* **Supplied text**
——————

LYMEPOLICYWONK: Dr. Fallon’s Suggestions for Future Guidelines.
A recent article by Dr. Fallon and colleagues reviews the findings of the four clinical trials and accurately lays out the state of the science in chronic Lyme research. This is important because future research needs and policy decisions are determined by the state of the science. If there is definitive science that tells us whether treatment for chronic Lyme works, there is no need for additional science and guidelines may justifiably take a hard line on treatment options. Otherwise, we are dealing with science in the making, more studies are needed, and treatment guidelines should be more flexible.
One of the most frustrating things to me in Lyme disease is the way the IDSA commonly overstates the state of science, saying that the science on chronic Lyme disease is an open and shut case—that we don’t need any further research, that “definitive” studies have proven that treatment for Lyme disease is not effective, period, end of story. Overstating the science like this has devastating consequences for patients because it closes the doors on future research and leaves patients without treatment options.

——————

* **Task 1**
Can you output the part of the Lyme guidelines post between "A recent article" and "be more flexible.", inclusive, word for word?
* **Task 2**
Could you carry on the Lyme guidelines post from its last sentence?

* **Data for analysis**
——————

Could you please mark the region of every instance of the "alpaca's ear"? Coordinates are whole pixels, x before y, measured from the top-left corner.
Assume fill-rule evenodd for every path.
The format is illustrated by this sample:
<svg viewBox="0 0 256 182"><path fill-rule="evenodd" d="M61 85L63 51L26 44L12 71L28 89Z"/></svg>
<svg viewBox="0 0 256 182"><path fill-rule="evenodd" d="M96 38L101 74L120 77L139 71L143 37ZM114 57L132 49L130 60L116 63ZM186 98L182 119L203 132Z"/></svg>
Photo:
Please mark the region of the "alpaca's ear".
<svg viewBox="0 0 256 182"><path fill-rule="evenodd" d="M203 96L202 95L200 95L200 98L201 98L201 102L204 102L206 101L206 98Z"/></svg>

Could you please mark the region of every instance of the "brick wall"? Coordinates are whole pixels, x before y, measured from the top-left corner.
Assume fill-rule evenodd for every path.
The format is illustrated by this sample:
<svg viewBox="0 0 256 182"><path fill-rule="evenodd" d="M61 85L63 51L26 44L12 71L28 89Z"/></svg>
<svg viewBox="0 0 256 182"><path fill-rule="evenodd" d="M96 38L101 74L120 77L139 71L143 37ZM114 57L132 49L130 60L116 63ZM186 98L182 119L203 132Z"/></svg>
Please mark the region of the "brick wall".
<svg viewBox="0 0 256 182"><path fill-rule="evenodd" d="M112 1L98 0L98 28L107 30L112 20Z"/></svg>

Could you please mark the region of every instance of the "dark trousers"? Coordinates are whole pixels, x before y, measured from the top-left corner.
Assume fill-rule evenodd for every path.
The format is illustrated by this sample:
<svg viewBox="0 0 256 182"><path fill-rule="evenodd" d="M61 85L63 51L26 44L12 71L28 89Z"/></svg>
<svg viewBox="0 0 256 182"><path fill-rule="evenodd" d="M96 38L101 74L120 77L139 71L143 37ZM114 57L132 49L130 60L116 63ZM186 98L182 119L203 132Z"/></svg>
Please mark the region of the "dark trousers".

——————

* **Written reply 1**
A recent article by Dr. Fallon and colleagues reviews the findings of the four clinical trials and accurately lays out the state of the science in chronic Lyme research. This is important because future research needs and policy decisions are determined by the state of the science. If there is definitive science that tells us whether treatment for chronic Lyme works, there is no need for additional science and guidelines may justifiably take a hard line on treatment options. Otherwise, we are dealing with science in the making, more studies are needed, and treatment guidelines should be more flexible.

* **Written reply 2**
Scientists usually are careful not to overstate or exaggerate the state of the science. This issue has risen to the level of an ethical principle with some scientific organizations. For example, the American Chemical Society states: “Public comments on scientific matters should be made with care and accuracy, without unsubstantiated, exaggerated, or premature statements.” (Moghissi et al. 2010). But in Lyme disease, the difference between the findings of the study (which reflect the science) and the conclusions (which include opinion) are often miles apart, reflecting strong viewpoints and controversy.
Dr. Fallon has done a real service by going through the four studies one-by-one and describing the state of the science. And looking at the NIH trials, we must recognize that some studies have shown improvement while others have not. These conflicting results reflect the emerging state of the science. He says we can’t assume that repeated antibiotic treatment of Lyme disease is ineffective; nor can we assume that it is robustly effective. We, can, however, assume that approximately 60% of those with fatigue improve with repeated treatment. We know this because this finding was confirmed in both the Krupp study and the Fallon study.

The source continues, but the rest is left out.